Document passage: Begin
THE TV WEATHER REPORT — “There is a small, low-pressure area just west of Ghana — you can see it here on our FloSloMo Radar — which means it could become a major hurricane and wipe us out, every one of us. But it’s still too early to tell. That’s it from your Panic Weather Center. Back to you, Chip.” Thus begins every TV weather report from now until the end of hurricane season on Nov. 30.
Officially, hurricane season beings on June 1 when FEMA tosses out the first doughnut, but our local TV weather wizards have been working on their frenzied attack for months. This is the one time of the year when they get top billing on the local TV news programs. The more fear and panic they can induce in us, the more their own ratings go up. And this year, they tell us, is going to be a particularly bad time for hurricanes — just like every other year.
The weathermen and women get their frantic forecasts from that tropical beach outpost: Colorado State University (CSU) in Fort Collins, Colo., which, to the best I can determine, has never experienced a hurricane or even a warm breeze across the ski slopes. Last year the Rams (that’s their mascot) predicted 10 named storms would hit the Atlantic and Gulf coast. There were 19, which is close enough for government work. The CSU experts said the difference of almost 100 percent (or almost 50 percent) was because of El Nino. Certainly comprehensive immigration reform should shoulder some responsibility, but not all.
Now the CSU crack weather team is predicting 2013 “could be a very active season with an above average chance for a major hurricane to hit the United States coast or the Caribbean.” AccuWeather says this year will be another active season “for a total of 16 storms. Out of those 16, eight will be hurricanes. Four of those hurricanes will be major hurricanes.” (An interesting point: In recent years, European weather forecasters have been more accurate about storms hitting the U.S. than our own forecasters. I blame the Gulf Stream media.)
Document passage: End
Study material: Begin
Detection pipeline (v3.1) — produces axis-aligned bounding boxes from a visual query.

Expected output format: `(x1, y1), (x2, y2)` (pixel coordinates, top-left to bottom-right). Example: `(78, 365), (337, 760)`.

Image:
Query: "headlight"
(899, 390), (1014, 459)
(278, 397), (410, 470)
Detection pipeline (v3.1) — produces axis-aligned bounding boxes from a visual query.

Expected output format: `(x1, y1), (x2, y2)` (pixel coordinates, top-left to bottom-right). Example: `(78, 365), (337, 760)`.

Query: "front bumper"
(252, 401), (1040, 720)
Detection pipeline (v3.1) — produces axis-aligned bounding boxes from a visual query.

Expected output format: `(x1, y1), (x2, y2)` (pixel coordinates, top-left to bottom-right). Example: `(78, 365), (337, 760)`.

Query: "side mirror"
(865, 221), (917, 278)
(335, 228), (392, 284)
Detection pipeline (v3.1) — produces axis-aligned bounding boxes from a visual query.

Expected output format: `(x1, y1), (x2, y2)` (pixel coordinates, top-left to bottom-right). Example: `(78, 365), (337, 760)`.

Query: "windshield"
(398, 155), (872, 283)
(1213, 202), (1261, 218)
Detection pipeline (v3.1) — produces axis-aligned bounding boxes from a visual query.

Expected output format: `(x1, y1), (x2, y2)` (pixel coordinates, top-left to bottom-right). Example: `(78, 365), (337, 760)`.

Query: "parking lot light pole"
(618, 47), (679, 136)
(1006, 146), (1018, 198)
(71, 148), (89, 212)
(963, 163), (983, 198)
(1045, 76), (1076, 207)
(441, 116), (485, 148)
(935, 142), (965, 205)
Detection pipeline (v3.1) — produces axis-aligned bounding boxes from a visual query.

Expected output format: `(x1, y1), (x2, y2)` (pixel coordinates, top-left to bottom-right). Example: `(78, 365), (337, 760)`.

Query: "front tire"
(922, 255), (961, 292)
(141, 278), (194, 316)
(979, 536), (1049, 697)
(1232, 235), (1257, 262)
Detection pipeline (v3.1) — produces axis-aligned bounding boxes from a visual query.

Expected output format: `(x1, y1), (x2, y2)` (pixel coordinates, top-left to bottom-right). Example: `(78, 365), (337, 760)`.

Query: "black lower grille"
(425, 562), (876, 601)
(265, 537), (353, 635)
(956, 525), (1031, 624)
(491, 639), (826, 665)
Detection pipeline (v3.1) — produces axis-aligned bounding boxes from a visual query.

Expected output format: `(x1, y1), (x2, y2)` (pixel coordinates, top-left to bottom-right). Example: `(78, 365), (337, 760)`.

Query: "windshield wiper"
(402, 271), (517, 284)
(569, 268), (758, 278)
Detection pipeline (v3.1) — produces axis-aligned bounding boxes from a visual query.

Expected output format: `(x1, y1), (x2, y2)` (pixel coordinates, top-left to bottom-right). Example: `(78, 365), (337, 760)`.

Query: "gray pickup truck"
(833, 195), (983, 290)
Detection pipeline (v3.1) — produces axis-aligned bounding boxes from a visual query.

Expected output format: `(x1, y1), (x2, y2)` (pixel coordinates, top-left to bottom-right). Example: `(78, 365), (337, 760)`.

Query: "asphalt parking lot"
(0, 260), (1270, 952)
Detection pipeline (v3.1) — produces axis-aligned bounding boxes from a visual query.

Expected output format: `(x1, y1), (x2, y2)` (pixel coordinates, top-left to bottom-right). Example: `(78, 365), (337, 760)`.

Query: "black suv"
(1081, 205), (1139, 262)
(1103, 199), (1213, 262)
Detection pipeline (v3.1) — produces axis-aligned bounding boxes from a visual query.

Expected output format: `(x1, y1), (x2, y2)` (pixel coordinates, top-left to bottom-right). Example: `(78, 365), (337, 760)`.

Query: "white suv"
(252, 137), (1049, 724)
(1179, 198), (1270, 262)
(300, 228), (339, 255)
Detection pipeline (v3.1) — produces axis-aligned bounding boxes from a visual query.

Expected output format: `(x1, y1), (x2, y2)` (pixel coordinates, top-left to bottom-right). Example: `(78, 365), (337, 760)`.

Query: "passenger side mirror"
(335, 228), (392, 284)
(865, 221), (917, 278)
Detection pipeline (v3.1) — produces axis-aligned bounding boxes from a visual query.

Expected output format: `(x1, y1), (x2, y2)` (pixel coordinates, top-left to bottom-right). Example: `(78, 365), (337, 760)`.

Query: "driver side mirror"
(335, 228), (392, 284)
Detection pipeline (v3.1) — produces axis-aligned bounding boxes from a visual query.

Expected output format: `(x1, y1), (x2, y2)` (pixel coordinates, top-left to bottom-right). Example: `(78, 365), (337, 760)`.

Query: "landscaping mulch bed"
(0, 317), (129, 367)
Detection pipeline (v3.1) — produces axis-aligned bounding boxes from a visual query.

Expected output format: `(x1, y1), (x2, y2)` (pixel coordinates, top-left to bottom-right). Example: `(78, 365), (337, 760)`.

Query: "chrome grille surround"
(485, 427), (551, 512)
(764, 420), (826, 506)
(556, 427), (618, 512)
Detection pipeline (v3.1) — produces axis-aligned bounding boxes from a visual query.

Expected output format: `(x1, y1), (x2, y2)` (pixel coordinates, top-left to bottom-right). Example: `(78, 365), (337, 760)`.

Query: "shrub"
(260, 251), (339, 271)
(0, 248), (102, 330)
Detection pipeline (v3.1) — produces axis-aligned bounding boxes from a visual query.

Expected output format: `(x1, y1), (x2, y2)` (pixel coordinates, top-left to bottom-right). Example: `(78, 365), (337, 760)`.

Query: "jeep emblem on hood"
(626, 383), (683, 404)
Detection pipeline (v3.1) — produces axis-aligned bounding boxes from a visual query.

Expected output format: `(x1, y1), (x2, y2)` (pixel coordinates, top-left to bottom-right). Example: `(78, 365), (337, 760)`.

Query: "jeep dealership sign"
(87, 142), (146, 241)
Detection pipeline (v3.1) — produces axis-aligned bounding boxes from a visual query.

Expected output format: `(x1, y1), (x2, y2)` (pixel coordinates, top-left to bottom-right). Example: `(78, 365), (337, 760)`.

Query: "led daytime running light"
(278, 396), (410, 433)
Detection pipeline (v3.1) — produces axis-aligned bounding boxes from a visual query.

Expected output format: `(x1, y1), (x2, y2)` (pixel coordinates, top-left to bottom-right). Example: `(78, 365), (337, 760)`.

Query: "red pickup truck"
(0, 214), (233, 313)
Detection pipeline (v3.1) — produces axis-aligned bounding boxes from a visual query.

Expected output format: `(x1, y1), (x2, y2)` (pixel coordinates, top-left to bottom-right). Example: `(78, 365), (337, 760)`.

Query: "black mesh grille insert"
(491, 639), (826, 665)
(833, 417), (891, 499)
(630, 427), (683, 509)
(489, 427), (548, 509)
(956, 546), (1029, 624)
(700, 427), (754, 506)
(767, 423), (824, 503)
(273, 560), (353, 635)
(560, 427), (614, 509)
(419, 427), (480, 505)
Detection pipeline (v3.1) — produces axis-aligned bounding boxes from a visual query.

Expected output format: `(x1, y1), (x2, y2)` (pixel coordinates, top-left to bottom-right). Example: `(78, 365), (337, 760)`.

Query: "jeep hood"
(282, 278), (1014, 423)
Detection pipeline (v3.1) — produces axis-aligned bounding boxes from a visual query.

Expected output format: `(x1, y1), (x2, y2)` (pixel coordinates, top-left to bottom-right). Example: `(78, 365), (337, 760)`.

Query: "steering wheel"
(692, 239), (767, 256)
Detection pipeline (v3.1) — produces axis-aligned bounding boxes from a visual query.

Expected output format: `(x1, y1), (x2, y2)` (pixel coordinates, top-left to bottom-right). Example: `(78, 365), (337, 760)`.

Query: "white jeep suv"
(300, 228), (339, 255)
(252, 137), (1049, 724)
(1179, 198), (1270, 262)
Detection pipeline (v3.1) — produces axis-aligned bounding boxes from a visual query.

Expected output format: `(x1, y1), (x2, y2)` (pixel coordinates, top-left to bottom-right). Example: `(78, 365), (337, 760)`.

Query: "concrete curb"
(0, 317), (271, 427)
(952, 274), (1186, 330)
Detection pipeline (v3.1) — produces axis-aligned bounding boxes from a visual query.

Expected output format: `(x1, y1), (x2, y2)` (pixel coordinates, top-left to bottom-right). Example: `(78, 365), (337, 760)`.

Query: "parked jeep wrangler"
Study material: End
__Directions__
Reproduce the hurricane-season column above in full, word for word.

__Result below__
THE TV WEATHER REPORT — “There is a small, low-pressure area just west of Ghana — you can see it here on our FloSloMo Radar — which means it could become a major hurricane and wipe us out, every one of us. But it’s still too early to tell. That’s it from your Panic Weather Center. Back to you, Chip.” Thus begins every TV weather report from now until the end of hurricane season on Nov. 30.
Officially, hurricane season beings on June 1 when FEMA tosses out the first doughnut, but our local TV weather wizards have been working on their frenzied attack for months. This is the one time of the year when they get top billing on the local TV news programs. The more fear and panic they can induce in us, the more their own ratings go up. And this year, they tell us, is going to be a particularly bad time for hurricanes — just like every other year.
The weathermen and women get their frantic forecasts from that tropical beach outpost: Colorado State University (CSU) in Fort Collins, Colo., which, to the best I can determine, has never experienced a hurricane or even a warm breeze across the ski slopes. Last year the Rams (that’s their mascot) predicted 10 named storms would hit the Atlantic and Gulf coast. There were 19, which is close enough for government work. The CSU experts said the difference of almost 100 percent (or almost 50 percent) was because of El Nino. Certainly comprehensive immigration reform should shoulder some responsibility, but not all.
Now the CSU crack weather team is predicting 2013 “could be a very active season with an above average chance for a major hurricane to hit the United States coast or the Caribbean.” AccuWeather says this year will be another active season “for a total of 16 storms. Out of those 16, eight will be hurricanes. Four of those hurricanes will be major hurricanes.” (An interesting point: In recent years, European weather forecasters have been more accurate about storms hitting the U.S. than our own forecasters. I blame the Gulf Stream media.)